● Written instruction 1
Repeat word for word the part of the DataQs article below, starting with "Part of the" and going on through "and their appeals.".
● Written instruction 2
Write the next part of the article on DataQs violation challenges below, beginning after its final sentence.

● Source
────────

Previously in this package: Correcting errors: How they can happen, how they hurt
Violation challenges are the No. 1 reason owner-operators ever find reason to utilize the DataQs system. They’re also the least-successful category of challenge.
Part of the reason for that is that such violations, especially when not accompanied by an actual citation that can be challenged in court, are where disputes most often arise, as shown in brief in the first part of this package. Sometimes multiple appeals by the carrier are required to get an in-depth review. What irks many in trucking is the bias inherent in the review process, particularly when state departments’ decisions are complex or end up as a single judgment call by the original inspecting officer.
Some in law enforcement and the trucking community see an opportunity to improve the appeals process, drawing on models already in place. In the meantime, carriers using the system see it as structurally rigged to defeat most reviews and their appeals.

────────

● Data extract
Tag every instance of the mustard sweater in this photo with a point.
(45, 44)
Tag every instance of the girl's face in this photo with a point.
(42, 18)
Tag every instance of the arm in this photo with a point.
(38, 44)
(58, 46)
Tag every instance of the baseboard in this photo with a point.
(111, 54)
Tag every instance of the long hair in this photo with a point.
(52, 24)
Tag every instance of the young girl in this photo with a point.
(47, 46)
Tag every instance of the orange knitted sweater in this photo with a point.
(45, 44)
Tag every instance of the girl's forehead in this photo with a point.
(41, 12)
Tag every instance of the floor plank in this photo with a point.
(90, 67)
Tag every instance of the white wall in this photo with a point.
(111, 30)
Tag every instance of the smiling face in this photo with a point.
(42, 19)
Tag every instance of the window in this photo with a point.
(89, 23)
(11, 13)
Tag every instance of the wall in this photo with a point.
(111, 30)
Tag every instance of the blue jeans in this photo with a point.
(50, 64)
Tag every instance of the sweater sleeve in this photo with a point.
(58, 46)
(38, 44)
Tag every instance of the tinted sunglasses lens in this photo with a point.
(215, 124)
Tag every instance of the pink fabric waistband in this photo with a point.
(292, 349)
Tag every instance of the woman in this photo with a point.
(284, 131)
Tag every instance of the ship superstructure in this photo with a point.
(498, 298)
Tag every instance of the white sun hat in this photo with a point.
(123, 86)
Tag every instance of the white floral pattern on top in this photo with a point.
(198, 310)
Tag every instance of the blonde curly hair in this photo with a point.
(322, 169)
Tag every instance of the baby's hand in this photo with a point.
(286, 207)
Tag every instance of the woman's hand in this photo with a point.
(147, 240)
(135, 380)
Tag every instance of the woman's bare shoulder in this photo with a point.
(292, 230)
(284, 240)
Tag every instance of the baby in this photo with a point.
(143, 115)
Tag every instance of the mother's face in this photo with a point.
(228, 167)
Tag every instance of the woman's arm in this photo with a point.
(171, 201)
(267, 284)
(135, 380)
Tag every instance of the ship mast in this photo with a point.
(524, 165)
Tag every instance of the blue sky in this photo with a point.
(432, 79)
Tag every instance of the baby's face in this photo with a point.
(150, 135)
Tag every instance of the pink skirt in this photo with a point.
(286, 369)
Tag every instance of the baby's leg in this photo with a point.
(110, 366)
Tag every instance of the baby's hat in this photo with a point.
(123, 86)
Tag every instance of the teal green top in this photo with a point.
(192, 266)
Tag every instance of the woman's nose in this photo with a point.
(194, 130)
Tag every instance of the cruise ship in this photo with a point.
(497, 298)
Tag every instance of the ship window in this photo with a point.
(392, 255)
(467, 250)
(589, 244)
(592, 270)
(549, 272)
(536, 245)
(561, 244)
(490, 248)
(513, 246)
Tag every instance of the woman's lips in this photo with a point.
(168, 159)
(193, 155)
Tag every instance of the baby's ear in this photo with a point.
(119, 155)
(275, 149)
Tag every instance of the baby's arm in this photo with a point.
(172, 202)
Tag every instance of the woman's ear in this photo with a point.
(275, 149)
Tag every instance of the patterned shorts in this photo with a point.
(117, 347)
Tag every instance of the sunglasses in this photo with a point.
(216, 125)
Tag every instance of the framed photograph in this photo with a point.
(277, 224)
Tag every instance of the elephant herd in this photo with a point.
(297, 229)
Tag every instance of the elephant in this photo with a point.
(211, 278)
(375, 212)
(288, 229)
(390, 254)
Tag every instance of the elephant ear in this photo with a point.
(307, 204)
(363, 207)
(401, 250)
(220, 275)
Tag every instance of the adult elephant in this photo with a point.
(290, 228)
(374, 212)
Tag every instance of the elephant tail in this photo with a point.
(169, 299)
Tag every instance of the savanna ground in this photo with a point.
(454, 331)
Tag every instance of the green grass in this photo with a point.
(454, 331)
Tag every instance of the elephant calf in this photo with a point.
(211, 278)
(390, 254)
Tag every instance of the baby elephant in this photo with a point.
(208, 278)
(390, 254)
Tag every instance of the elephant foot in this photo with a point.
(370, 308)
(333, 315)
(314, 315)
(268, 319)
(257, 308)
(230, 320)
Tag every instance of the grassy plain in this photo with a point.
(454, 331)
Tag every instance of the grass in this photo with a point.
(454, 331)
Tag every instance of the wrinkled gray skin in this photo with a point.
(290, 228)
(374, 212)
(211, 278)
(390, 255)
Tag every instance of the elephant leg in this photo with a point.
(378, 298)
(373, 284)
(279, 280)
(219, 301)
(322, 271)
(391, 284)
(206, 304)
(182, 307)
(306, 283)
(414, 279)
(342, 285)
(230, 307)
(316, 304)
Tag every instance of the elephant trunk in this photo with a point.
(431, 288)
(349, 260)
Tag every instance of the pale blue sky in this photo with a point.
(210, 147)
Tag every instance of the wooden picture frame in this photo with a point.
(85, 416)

────────

● Final result 1
Part of the reason for that is that such violations, especially when not accompanied by an actual citation that can be challenged in court, are where disputes most often arise, as shown in brief in the first part of this package. Sometimes multiple appeals by the carrier are required to get an in-depth review. What irks many in trucking is the bias inherent in the review process, particularly when state departments’ decisions are complex or end up as a single judgment call by the original inspecting officer.
Some in law enforcement and the trucking community see an opportunity to improve the appeals process, drawing on models already in place. In the meantime, carriers using the system see it as structurally rigged to defeat most reviews and their appeals.

● Final result 2
“You have to go through the bureaucratic gauntlet and then get basically the arresting officer or the person who actually filed the deal to say, ‘Well, maybe I was wrong,’” said David Owen, president of the National Association of Small Trucking Companies. “It doesn’t make any sense.”
“Essentially, we’re having to do law enforcement’s job for them to prove they made a mistake,” said Adam Kleinschmidt, who works in the compliance department at the Owner-Operator Independent Drivers Association.
The time required to move an appeal through the system, furthermore, does its own damage. Eagle Express owner Leander Richmond, for instance, continues to wait on a challenge to a high-severity False Log violation sitting on Eagle's carrier record after being issued in late 2019 in New Mexico without an accompanying ticket.
“Even if you’re lucky enough to get a guy to say, ‘Maybe I was wrong,’ it’s taken you six to eight months,” if not longer, as Owen pointed out about such lengthy cases. “That whole time – guess what, the violation’s already in CSA. It’s already done the damage to your scores” and consequently your insurance rates and the ability to do business. “Even if you took the time to go through all that and get it reversed, it’s guilty until proven innocent. It’s really farcical the way it was designed.”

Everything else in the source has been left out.